| TASK DATA |
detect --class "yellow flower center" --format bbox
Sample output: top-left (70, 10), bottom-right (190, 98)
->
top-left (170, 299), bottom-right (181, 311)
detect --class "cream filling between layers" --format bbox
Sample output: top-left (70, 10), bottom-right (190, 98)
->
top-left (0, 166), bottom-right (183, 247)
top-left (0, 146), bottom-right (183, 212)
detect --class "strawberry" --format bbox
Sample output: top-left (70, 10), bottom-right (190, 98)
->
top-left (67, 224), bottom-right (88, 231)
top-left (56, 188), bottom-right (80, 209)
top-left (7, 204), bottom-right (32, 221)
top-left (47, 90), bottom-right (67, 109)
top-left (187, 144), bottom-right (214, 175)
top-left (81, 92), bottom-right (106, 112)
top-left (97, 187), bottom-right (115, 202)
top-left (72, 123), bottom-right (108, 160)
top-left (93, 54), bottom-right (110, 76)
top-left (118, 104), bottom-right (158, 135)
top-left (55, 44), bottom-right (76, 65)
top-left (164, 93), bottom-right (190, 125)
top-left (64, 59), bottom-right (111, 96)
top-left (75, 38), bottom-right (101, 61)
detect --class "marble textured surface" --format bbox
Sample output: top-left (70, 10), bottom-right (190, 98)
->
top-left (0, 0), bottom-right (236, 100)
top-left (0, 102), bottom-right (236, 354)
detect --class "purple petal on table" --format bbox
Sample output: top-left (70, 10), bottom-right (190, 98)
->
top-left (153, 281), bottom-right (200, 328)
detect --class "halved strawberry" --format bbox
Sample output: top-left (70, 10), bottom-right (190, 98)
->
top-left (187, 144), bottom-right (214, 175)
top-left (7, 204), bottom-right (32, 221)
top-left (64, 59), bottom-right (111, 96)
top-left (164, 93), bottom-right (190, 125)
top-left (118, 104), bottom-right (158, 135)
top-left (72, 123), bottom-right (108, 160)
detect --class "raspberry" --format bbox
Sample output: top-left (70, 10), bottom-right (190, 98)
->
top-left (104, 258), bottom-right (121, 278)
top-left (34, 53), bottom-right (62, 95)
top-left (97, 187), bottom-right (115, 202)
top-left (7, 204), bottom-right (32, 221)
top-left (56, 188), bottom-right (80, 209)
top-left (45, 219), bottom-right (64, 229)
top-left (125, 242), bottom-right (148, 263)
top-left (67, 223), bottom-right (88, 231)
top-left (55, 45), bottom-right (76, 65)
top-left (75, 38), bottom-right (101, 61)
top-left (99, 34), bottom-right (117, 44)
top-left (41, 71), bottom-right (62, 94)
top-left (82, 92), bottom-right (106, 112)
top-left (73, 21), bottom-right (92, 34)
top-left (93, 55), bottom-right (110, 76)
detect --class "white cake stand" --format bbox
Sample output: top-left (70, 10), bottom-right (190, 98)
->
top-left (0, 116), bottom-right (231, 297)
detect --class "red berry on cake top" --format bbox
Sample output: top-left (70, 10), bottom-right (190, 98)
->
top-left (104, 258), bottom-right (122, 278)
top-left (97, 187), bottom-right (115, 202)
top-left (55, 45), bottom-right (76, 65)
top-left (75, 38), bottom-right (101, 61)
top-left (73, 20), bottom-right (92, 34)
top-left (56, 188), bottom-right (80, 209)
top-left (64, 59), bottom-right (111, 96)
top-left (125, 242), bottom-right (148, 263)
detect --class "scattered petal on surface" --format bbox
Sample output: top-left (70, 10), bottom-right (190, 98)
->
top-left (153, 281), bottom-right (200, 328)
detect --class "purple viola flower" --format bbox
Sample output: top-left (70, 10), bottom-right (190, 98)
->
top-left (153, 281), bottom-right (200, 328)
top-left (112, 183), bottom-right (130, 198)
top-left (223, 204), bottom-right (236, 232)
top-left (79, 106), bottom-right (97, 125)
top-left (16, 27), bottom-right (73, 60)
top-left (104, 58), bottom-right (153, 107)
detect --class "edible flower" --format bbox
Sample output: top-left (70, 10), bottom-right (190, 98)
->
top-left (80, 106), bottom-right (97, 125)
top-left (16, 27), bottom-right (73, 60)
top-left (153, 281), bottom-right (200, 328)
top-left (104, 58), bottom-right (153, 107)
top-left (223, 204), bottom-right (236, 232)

| WRITTEN REQUEST |
List every line in the records above that contains the string "petal".

| RIGHT ANSWER |
detect --class "purple petal on table" --format bbox
detect --class "scattered petal on surface" --format bbox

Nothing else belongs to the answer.